What’s to stop Apple (AAPL) from building the same functionality into the iPhone? Or Instagram from rolling out a similar filter set? The company in question has no moat. It’s a tenant in someone else’s ecosystem.

Remember GoPro?

It created a whole new category with its tough, mountable cameras that captured incredible action shots. The stock was a Wall Street darling.

But as smartphone cameras became astonishingly good and more durable, the need for a dedicated action camera shrank. The “feature” of a great portable camera was absorbed by the ultimate platform: the smartphone in your pocket. Drone companies like DJI also started building incredible cameras directly into their products.

The result was GoPro’s stock collapsing 98% from its highs.

That’s why Chris and I hunt for platform technologies.

A platform technology is the foundation of an industry or a whole new way of doing things. It often provides the infrastructure or ecosystem that enables other entities (such as developers, businesses, or users) to create and grow.

Take Nvidia (NVDA), for example. It doesn’t just make a cool chip; its CUDA system is the platform for the entire AI revolution. Amazon Web Services provides the cloud infrastructure half the internet runs on. These companies have deep, wide moats.

That’s why we avoid the companies that just have cool features… and invest in those building platform technologies.

Red flag #4: A money-shredding business model

The company has a great idea, a real market, and a product that works. But the underlying economics of the business are flawed.

The poster child is Webvan from the dot-com bust. The idea was visionary: order groceries online and have them delivered to your door.

The problem? The business model was a disaster. The cost of the refrigerated trucks, drivers, fuel, and complex logistics meant Webvan lost money on every single order.

Blue Apron is a more recent example. It pioneered the meal-kit delivery service, sending boxes of pre-portioned ingredients and recipes to people’s homes.

Great idea, lousy business. It had to spend a fortune on marketing to get folks to try its service. The company was spending, for example, $100 in marketing to acquire a new customer. But that customer would only generate $80 in profit before canceling.

Think about that. It was a machine designed to destroy capital. The more it “succeeded” by growing sales, the faster it burned through cash!

Blue Apron IPO’d at a $2 billion valuation in 2017. It went down in a straight line before being bought out for $100 million in 2023.

Chris and I take great care to look at the unit economics. Does the company make money on one transaction? If they sell a product for $10, how much does it cost them to make and deliver it?

- Aim of the exercise
Copy the investing text from "Remember GoPro?" up to and including "from its highs.", and swap "smartphone" for "mobile phone" each time it occurs.

- Given information

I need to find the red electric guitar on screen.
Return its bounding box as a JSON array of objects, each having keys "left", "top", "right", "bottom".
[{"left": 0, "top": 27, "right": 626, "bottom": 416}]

- Response to the task
Remember GoPro?

It created a whole new category with its tough, mountable cameras that captured incredible action shots. The stock was a Wall Street darling.

But as mobile phone cameras became astonishingly good and more durable, the need for a dedicated action camera shrank. The “feature” of a great portable camera was absorbed by the ultimate platform: the mobile phone in your pocket. Drone companies like DJI also started building incredible cameras directly into their products.

The result was GoPro’s stock collapsing 98% from its highs.